### Task
Please write out again the stretch from the line containing "white cloud, returned" through the line containing "135], [355, 71]]", requests included. Scale every x and y coordinate in the answers by 1.75, rounding to whole numbers with halves going up.

(Entries from a collection)
........
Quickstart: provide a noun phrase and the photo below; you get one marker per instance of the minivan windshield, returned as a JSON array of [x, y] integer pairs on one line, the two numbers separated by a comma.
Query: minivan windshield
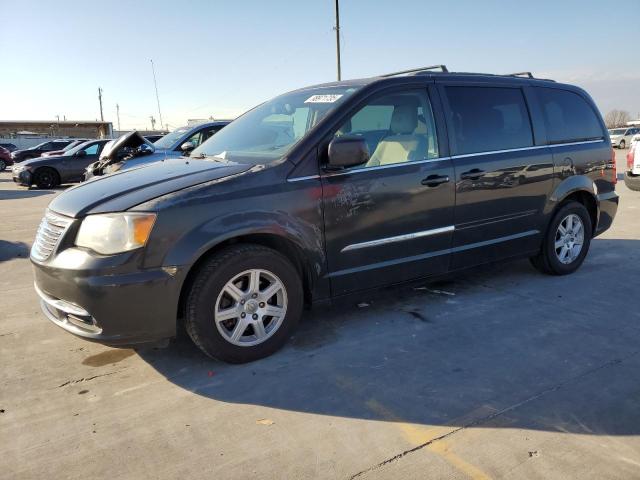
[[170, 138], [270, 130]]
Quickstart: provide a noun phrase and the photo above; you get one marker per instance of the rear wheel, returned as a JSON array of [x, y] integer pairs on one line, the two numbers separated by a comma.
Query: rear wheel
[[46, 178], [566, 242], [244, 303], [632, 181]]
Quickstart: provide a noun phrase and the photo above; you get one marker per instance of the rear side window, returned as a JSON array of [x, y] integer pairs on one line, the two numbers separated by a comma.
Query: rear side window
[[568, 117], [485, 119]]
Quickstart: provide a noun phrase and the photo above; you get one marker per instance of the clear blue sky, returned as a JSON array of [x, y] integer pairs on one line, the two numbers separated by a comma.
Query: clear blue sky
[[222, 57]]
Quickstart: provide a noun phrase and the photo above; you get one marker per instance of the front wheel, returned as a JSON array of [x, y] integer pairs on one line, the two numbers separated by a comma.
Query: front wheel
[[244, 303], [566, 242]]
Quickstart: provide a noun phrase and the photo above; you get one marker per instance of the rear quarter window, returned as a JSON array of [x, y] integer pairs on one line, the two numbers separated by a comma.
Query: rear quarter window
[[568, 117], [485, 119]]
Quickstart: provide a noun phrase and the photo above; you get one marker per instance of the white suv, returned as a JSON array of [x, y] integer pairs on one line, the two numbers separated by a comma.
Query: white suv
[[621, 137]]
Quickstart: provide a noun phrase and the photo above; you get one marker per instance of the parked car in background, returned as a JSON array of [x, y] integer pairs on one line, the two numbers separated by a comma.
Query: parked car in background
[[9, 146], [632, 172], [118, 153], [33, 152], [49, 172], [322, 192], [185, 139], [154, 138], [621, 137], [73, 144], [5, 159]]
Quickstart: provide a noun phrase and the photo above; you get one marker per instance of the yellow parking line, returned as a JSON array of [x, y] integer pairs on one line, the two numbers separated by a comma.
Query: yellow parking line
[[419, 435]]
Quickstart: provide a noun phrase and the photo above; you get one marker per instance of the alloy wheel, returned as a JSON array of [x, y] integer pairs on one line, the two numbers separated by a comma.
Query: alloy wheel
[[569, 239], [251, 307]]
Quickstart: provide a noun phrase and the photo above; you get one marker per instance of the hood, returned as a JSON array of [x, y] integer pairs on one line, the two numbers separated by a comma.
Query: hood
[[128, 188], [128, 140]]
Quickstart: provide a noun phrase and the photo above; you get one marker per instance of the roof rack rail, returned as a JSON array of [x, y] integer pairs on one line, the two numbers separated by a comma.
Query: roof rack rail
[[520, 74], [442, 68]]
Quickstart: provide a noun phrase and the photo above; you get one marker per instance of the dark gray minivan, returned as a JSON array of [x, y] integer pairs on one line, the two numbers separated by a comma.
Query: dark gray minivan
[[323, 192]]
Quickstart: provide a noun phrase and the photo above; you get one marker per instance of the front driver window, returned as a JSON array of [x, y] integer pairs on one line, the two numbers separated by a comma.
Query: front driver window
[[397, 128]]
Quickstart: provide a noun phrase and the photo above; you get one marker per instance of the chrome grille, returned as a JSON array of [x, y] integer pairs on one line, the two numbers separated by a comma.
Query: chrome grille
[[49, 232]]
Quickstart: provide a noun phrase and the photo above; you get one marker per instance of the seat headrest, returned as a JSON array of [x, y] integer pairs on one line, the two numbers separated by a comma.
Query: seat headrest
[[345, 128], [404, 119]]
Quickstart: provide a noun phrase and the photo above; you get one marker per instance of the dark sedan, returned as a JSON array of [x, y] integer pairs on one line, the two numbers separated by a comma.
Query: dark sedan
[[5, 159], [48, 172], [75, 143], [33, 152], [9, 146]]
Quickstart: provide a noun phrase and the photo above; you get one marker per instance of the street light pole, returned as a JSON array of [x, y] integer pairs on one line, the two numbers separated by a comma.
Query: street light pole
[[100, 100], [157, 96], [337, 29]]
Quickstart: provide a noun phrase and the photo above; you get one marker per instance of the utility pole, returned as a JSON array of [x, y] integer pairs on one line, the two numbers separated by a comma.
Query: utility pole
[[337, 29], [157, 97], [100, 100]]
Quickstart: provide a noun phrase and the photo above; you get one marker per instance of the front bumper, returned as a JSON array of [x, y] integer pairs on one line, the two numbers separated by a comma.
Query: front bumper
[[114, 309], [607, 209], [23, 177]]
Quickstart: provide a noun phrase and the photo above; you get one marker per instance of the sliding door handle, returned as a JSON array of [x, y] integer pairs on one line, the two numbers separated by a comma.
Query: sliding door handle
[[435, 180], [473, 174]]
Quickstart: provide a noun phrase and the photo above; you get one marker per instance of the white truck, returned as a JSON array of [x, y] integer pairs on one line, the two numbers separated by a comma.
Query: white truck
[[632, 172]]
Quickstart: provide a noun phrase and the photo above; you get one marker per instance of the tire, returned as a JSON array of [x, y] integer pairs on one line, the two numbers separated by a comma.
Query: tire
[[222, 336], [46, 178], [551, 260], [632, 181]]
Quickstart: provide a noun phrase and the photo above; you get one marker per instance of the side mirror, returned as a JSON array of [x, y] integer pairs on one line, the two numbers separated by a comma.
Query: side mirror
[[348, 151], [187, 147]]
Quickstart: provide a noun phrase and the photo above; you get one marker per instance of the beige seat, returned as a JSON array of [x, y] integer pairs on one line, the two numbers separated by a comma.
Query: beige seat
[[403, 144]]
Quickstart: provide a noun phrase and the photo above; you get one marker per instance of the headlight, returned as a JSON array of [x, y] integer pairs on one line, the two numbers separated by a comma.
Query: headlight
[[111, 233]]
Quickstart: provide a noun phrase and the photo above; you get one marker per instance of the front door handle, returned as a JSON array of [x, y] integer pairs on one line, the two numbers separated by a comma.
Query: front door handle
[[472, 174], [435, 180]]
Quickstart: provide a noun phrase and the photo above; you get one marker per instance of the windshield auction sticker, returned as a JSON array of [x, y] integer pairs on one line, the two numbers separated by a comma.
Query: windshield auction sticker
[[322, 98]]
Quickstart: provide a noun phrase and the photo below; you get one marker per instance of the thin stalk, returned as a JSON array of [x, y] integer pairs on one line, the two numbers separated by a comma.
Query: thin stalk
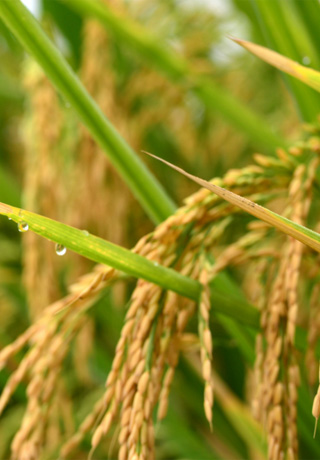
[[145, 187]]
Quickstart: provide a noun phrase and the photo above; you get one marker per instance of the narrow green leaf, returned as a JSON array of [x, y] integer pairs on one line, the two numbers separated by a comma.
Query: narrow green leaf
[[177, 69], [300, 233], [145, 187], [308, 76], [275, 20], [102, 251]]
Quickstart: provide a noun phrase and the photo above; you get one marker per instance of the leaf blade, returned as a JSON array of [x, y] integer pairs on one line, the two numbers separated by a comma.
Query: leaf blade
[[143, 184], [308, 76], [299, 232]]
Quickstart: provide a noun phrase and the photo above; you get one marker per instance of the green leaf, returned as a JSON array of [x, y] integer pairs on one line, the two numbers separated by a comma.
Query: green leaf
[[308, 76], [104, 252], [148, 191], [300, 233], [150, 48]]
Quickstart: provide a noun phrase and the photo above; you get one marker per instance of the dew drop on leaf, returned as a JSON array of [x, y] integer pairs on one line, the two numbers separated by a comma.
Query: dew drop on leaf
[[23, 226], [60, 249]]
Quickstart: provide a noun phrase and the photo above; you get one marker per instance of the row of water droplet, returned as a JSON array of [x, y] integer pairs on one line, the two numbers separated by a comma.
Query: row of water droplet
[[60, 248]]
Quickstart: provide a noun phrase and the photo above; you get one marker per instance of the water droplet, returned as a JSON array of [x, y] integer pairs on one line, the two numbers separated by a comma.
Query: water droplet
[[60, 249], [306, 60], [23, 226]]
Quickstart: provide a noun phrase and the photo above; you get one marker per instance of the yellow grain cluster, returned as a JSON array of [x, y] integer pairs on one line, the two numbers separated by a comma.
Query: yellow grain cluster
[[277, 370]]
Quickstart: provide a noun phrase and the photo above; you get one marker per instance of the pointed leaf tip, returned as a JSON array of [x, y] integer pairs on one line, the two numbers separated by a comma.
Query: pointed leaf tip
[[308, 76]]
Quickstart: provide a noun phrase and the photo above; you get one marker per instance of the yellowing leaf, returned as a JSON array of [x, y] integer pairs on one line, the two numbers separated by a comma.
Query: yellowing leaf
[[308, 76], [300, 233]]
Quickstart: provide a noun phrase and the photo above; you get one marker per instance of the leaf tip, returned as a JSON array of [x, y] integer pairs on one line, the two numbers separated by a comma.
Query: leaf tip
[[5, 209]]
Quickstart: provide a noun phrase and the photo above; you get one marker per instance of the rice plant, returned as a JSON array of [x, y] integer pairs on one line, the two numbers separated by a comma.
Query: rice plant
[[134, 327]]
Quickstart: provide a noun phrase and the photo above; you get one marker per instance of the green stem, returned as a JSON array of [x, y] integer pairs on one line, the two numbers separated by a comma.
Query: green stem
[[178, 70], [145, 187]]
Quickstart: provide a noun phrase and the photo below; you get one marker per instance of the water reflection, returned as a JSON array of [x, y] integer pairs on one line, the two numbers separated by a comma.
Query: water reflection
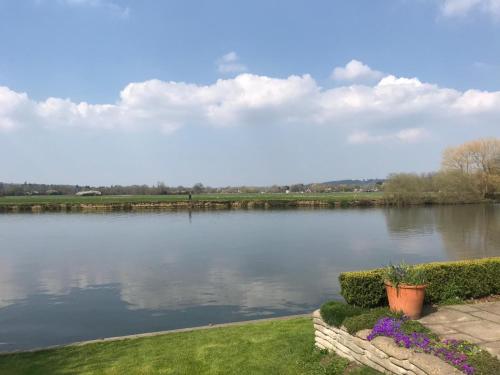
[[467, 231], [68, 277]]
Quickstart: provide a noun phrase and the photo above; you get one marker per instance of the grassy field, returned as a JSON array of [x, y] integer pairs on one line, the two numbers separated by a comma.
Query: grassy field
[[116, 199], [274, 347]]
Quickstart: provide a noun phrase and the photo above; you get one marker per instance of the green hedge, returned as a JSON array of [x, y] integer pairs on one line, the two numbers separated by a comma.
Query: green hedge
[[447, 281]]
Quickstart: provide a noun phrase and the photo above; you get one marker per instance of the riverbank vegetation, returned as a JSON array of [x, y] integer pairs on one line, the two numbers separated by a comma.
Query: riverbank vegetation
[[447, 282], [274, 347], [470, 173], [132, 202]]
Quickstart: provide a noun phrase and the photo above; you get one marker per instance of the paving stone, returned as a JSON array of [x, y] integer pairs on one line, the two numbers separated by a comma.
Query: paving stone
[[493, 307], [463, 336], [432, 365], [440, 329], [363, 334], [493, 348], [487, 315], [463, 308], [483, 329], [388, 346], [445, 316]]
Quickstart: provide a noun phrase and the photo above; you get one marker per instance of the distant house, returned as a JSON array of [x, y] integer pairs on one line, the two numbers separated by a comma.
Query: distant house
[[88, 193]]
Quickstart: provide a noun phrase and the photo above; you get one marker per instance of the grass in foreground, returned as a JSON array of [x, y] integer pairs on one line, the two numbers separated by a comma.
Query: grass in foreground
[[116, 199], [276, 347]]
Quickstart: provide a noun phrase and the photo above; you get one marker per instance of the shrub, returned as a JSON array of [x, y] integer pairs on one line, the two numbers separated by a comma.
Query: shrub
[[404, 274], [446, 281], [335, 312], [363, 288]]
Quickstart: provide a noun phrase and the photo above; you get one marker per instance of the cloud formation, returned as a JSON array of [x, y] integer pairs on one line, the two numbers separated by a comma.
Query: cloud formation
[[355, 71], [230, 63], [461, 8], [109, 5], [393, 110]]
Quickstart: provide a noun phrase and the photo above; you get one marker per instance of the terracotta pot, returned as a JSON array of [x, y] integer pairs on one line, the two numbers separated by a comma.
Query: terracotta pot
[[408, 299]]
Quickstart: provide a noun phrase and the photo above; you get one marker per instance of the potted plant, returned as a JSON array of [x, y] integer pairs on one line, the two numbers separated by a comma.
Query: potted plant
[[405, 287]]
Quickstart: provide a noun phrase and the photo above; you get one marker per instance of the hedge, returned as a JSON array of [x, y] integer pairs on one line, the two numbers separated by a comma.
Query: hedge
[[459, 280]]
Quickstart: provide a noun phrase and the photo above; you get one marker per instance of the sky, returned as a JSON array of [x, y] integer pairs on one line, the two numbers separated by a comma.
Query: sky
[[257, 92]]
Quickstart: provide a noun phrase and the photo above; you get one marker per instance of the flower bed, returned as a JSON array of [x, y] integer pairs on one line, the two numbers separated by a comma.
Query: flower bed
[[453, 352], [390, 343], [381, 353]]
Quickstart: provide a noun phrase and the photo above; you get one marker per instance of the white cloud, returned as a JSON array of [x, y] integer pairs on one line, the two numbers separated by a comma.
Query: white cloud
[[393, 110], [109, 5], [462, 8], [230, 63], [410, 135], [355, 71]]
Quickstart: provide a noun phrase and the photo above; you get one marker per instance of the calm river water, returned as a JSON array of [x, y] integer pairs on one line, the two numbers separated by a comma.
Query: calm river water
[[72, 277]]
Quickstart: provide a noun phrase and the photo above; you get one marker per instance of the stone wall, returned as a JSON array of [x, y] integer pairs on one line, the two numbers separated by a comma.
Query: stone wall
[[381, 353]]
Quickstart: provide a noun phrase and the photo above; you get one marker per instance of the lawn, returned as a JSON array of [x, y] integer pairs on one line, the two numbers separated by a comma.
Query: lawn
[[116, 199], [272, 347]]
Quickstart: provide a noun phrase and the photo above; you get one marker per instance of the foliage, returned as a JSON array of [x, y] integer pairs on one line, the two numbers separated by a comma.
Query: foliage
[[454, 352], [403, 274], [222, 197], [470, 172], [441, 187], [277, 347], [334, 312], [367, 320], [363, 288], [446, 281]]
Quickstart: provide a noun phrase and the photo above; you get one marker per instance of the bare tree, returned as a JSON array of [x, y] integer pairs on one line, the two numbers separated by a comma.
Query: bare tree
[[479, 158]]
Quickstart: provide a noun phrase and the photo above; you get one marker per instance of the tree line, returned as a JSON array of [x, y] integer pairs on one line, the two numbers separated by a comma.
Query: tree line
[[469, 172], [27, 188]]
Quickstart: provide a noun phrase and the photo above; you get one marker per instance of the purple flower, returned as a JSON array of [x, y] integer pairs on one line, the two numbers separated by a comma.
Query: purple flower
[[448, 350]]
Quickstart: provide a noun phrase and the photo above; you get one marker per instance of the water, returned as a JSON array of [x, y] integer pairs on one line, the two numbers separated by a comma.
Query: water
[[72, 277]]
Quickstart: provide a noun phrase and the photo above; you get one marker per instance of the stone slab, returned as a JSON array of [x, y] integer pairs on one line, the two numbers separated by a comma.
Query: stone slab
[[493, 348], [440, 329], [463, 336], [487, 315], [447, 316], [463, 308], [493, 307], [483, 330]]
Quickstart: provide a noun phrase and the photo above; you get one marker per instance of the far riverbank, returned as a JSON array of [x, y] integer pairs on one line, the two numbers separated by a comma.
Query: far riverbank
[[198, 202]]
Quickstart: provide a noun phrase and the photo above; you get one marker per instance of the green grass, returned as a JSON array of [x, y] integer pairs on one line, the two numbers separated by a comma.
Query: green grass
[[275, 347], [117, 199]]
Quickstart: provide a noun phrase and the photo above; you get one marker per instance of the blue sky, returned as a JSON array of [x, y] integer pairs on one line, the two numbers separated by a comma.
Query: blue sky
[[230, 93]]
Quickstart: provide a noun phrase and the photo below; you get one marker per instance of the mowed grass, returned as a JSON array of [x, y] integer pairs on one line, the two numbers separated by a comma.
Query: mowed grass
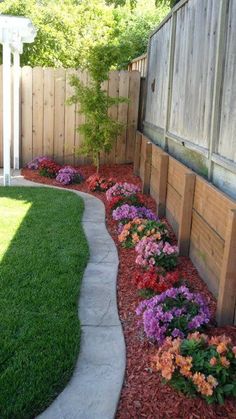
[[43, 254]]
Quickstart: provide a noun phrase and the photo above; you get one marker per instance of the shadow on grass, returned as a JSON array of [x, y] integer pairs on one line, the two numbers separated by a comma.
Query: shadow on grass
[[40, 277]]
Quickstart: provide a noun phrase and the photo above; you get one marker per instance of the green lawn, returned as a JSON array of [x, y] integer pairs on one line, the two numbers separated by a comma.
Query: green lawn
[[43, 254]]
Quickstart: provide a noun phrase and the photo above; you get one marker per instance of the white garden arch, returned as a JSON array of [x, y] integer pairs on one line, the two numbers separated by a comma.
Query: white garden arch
........
### The completed task
Quickstart: provide a noun phrase and the photo above; you get one marker per instance of the white cloud, returned as a JSON array of [x, y] integer pairs on one line, the two numbers separated by a comma.
Query: white cloud
[[688, 193], [191, 9], [809, 14], [403, 110], [718, 236], [621, 124]]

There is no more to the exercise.